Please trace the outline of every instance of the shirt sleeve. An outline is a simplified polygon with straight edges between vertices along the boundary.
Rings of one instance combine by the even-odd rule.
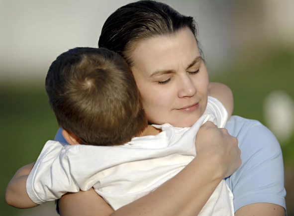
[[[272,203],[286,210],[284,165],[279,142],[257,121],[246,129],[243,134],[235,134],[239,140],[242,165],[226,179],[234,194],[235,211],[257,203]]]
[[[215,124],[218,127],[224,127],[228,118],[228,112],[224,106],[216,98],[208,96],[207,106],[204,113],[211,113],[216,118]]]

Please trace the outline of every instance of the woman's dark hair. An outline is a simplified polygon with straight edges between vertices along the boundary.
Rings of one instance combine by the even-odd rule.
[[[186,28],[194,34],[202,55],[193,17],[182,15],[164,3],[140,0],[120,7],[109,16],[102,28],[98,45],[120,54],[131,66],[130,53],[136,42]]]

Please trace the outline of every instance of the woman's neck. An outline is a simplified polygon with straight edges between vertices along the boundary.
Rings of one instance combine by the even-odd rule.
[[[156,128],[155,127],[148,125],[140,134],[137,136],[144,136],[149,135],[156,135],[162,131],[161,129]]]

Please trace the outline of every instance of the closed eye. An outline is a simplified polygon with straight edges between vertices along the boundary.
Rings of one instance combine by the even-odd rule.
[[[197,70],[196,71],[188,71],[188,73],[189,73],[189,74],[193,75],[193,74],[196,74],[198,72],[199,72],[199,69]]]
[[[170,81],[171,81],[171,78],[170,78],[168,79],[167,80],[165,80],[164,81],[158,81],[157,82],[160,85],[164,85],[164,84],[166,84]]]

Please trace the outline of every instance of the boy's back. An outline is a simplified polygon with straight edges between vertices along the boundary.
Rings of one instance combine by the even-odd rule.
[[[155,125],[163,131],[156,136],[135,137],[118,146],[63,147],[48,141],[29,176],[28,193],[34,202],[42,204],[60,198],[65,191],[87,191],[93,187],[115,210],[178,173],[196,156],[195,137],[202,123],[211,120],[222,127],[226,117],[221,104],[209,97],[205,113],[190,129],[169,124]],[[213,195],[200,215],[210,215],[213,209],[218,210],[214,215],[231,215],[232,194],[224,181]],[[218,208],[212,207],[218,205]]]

★ ★ ★ ★

# STATED TASK
Retype every line above word for word, leaving out the picture.

# WRITTEN SOLUTION
Please trace the outline of every instance of the shirt sleeve. An outline is a simplified polygon with straight edges between vertices along the boundary.
Rings of one instance combine by the even-odd rule.
[[[272,203],[286,210],[284,165],[279,142],[257,121],[246,129],[243,134],[235,134],[239,140],[242,165],[226,179],[234,194],[235,211],[257,203]]]
[[[215,124],[218,127],[224,127],[228,118],[228,112],[224,106],[216,98],[208,96],[207,106],[204,113],[211,113],[216,118]]]

Please trace the outline of every instance of the woman's dark hair. An outline is a simplified polygon with straight edges between vertices along the boundary.
Rings of one instance combine by the even-odd rule.
[[[186,28],[194,34],[202,55],[193,17],[182,15],[164,3],[140,0],[120,7],[109,16],[102,28],[98,45],[120,54],[131,66],[130,53],[136,42]]]

Please trace the outline of every instance of the woman's neck. An outline is a simplified polygon with straight edges between vertices along the boundary.
Rings of one instance combine by the even-odd rule.
[[[156,128],[155,127],[148,125],[140,134],[137,136],[144,136],[149,135],[156,135],[162,131],[161,129]]]

Please trace the outline of every instance of the closed eye. An outline is a simplified polygon with straight edges between vertices along the boundary.
Rings of one instance combine by the even-odd rule.
[[[197,70],[196,71],[188,71],[188,73],[189,73],[189,74],[193,75],[193,74],[196,74],[198,72],[199,72],[199,69]]]
[[[170,81],[171,81],[171,78],[170,78],[168,79],[167,80],[165,80],[164,81],[158,81],[157,82],[160,85],[164,85],[164,84],[166,84]]]

Please trace the outline of every instance of the boy's back. An outline is a simplified polygon with straight edges between vertices along the boundary.
Rings of one instance combine by the even-odd rule.
[[[155,125],[163,131],[156,136],[135,137],[118,146],[63,147],[48,141],[29,176],[28,193],[34,202],[42,204],[60,198],[65,191],[87,191],[93,187],[115,210],[178,173],[196,156],[195,137],[202,123],[211,120],[222,127],[226,117],[221,104],[209,97],[205,113],[190,129],[169,124]],[[213,195],[200,215],[210,215],[213,209],[218,210],[214,215],[231,215],[232,194],[224,181]],[[218,208],[212,207],[218,205]]]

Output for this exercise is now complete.